The H-word: local content and the Hlaudi legacy

Local content is in the news again. First, arts & sport minister Nathi Mthetwa declared on May 4 that “we are pleading for local content to dominate on radio and television” during the Covid period. Then, on May 6, ICASA granted broadcasters an exemption https://www.icasa.org.za/news/2020/compliance-exemption-to-television-and-radio-services from local content programming quotas (excluding music on radio) during the National State of Disaster and for three months thereafter. Those with an eye for contradictions might spot one here.

Mthetwa’s plea came in the context of a speech explaining the scale (60%), and reasons for the failure of artists to successfully access DACS Covid relief. As artists themselves have explained (most recently, theatre practitioner Thami ka Mbongo in the context of the Western Cape https://www.artlink.co.za/news_article.htm?contentID=46222) the true reason is that the relief is surrounded by a thicket of obscure bureaucratic requirements, structured in ways that just cannot accommodate the working lives of most artists.

::::

__Task description__. In the local content article, rewrite the passage from "Mthetwa’s plea came" to "of most artists.", substituting "administrative" for "bureaucratic". The data that follow are unrelated to the local content article and come from a separate source.

::::

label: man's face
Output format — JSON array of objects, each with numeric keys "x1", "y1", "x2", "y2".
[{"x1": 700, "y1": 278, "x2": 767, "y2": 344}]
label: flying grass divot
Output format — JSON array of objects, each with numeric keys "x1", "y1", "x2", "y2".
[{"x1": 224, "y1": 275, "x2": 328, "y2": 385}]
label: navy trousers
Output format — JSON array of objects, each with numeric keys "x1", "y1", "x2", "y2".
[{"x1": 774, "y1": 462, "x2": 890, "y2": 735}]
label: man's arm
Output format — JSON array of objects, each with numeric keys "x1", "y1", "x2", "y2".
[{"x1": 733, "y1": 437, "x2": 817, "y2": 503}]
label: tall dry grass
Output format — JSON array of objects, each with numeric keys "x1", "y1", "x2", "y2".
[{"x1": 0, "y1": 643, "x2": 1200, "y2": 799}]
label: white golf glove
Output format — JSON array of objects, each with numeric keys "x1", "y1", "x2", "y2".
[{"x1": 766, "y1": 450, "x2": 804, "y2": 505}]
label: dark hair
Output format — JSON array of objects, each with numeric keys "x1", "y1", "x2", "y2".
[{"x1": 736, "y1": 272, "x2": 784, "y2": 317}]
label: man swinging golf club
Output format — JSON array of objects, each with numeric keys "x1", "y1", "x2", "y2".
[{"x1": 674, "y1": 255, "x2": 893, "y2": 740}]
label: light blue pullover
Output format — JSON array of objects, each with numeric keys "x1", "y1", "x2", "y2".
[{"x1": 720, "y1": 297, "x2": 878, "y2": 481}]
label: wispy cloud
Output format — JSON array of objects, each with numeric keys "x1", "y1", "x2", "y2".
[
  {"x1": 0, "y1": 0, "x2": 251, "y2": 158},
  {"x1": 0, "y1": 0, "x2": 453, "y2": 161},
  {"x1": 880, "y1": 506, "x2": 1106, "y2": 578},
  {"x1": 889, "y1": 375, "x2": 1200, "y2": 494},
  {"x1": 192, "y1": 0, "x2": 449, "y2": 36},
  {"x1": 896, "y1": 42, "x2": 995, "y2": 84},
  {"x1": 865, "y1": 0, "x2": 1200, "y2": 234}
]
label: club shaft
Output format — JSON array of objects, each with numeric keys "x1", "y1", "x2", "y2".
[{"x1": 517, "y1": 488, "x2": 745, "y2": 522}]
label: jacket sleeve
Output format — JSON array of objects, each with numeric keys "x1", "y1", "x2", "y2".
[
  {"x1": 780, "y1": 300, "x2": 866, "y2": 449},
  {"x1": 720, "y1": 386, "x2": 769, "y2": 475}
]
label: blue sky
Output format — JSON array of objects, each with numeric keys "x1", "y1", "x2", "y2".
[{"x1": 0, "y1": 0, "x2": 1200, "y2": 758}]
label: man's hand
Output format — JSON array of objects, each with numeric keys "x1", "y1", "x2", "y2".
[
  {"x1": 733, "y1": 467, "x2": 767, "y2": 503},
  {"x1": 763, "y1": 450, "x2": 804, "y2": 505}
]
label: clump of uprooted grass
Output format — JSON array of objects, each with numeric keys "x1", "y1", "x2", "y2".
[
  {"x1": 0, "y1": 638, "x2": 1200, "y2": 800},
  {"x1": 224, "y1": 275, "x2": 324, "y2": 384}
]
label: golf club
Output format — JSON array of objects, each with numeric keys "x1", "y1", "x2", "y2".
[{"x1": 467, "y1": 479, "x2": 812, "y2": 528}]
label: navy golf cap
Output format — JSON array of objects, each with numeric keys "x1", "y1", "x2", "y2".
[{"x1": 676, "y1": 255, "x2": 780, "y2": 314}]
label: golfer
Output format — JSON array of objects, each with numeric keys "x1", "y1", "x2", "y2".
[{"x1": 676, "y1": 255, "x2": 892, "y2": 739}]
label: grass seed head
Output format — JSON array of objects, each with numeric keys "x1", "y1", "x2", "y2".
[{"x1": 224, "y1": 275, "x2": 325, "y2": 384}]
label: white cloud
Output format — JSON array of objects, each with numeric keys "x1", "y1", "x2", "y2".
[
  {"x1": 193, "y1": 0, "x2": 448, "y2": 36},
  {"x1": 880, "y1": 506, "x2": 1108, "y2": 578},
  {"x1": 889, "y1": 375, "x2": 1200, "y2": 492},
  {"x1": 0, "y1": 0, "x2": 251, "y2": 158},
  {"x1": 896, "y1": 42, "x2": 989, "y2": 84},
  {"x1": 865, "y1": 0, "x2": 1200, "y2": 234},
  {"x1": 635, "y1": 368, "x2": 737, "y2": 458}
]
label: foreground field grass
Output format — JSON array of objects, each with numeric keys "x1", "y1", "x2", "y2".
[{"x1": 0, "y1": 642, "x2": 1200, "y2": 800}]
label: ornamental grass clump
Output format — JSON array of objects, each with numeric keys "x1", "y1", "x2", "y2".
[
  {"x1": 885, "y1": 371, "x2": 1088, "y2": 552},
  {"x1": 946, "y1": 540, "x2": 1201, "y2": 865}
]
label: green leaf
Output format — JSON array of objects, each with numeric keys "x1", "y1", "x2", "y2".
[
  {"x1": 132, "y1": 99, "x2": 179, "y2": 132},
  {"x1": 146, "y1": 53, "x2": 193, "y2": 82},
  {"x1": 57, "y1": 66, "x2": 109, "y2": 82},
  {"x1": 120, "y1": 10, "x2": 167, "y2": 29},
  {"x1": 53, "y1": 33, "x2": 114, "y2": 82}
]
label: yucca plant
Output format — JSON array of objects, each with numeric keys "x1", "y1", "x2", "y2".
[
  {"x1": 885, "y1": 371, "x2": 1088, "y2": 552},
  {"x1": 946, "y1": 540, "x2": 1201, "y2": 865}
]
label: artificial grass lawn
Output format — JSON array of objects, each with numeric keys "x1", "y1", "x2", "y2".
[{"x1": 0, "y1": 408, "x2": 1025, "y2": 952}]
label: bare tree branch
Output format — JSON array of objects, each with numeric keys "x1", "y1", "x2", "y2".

::::

__The completed task__.
Mthetwa’s plea came in the context of a speech explaining the scale (60%), and reasons for the failure of artists to successfully access DACS Covid relief. As artists themselves have explained (most recently, theatre practitioner Thami ka Mbongo in the context of the Western Cape https://www.artlink.co.za/news_article.htm?contentID=46222) the true reason is that the relief is surrounded by a thicket of obscure administrative requirements, structured in ways that just cannot accommodate the working lives of most artists.